Brief 1
In the passage on calf strengthening, which way should the toes point during the inward facing raise?
Brief 2
Resume the passage on calf strengthening from the point where it ends.

Text under study
┄┄┄┄┄┄┄┄┄┄┄┄┄┄┄┄┄┄┄┄

As I write this I’m icing my right calf muscle; the little bugger has been a bit cranky as of late so I’m being proactive and giving it a little TLC. Let’s be honest, a runner’s reality (or regular worker-outer) comes with the creaks and squeaks, the moans and groans from the muscles and body, we’re like our own Tin Men and Tin Women. To keep those creaks from turning into the full on screams of injury we’ve got our oil cans in the way of icing, massage, stretching, and the like.

yodeler on a yak

That's your calf muscles and achilles tendon thanking you for some TLC. ;)


Everyone is different and after awhile we get to know where our squeaks tend to lie; for some it’s the perpetually tight hamstring, the plantar fascia that rears its ugly head now and then, the achilles, the IT band and so forth. Knowing our weak points is important because we can focus on being extra diligent with these areas and do all we can to prevent a flare-up.

If the calf muscles are your weak point, listen up because doing some strength moves in addition to stretching and icing will do you good. In fact, if your achilles are your weak points, working on your calf strength will in fact help with that as well. Actually, even if these aren’t your known creaks and squeaks, strengthening them isn’t going to hurt you and still help you as a runner.
fast runner
The 3 Way Calf Raise Trick and Achilles Care:

* Forward raise: Find a set of stairs and stand with the toes of both feet on the step; allow the arch and heel of your foot to hang off the back of the step and hold onto a rail for balance. Point both toes forward and lower your heels down until they are below your toes and as far down as you can reach without your toes leaving the step. Now raise up and onto your toes in a slow, controlled movement. Lower yourself back down and repeat for a set of 10-15 raises.

* Inward facing raise: With your toes on the same step, now point your toes inward so they are facing each other. Lower your heels down until they are below your toes on the step and raise up onto your toes just as you did the first time. Keep the motions slow and controlled to work the muscles; lower and repeat for a set of 10-15.

* Outward facing raise: This time point your toes away from each other, your heels will be nearly touching. Do the same lowering and then raising motion and repeat for a set of 10-15.

┄┄┄┄┄┄┄┄┄┄┄┄┄┄┄┄┄┄┄┄

Data listing
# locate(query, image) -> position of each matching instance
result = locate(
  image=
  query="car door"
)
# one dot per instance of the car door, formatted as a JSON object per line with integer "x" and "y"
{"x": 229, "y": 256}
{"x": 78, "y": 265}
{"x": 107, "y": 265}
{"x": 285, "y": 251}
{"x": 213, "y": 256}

┄┄┄┄┄┄┄┄┄┄┄┄┄┄┄┄┄┄┄┄

Answer section 1
Inward, so that the toes face each other.

Answer section 2
Start out with doing just one set of each raises and gradually work your way up until you are doing 2 to 3 sets. Be sure not to just whip through each raise and cheat a bit with momentum, it’s better to slow down so that the muscles have to really work.

By doing them in three different directions it works both of the calf muscles (the soleus and gastrocnemius) from three angles; because when you’re running you aren’t always on the same, even terrain, you take turns, you step on angles, rocks, etc. and so you aren’t always working those muscles from a single, laterally forward position. This way when you’re out running, if you step on a curb or rock funny your calf muscles won’t be so shocked and you’ll have less chances of running into an injury.

The same theory applies to your achilles tendon and by strengthening the muscles by which this tendon inserts at the top you can stave off achilles issues.

boxer

When I'm injured I'm more likely to punch a poor person in the face due to cross-training induced grouchiness. :P


Taking care of your little squeaks, creaks, and injury prone spots will not just save your sanity in being faced with an injury that makes you take time off but it will vastly improve your running. We all know that consistency, and being HEALTHY enough to run those workouts, are the key to being your best.

Take those oil cans, lube up, and run happy. :)

1) Do you have calf or achilles issues? What is your squeaky wheel?
Usually it’s the top of my hamstring right up by the glute.

2) Do you do calf strengthening moves at all?

3) What are some of your favorite strength moves, do they target some of the spots you tend to get injured?

4) If you were in Dorothy’s parade which character would you choose to be?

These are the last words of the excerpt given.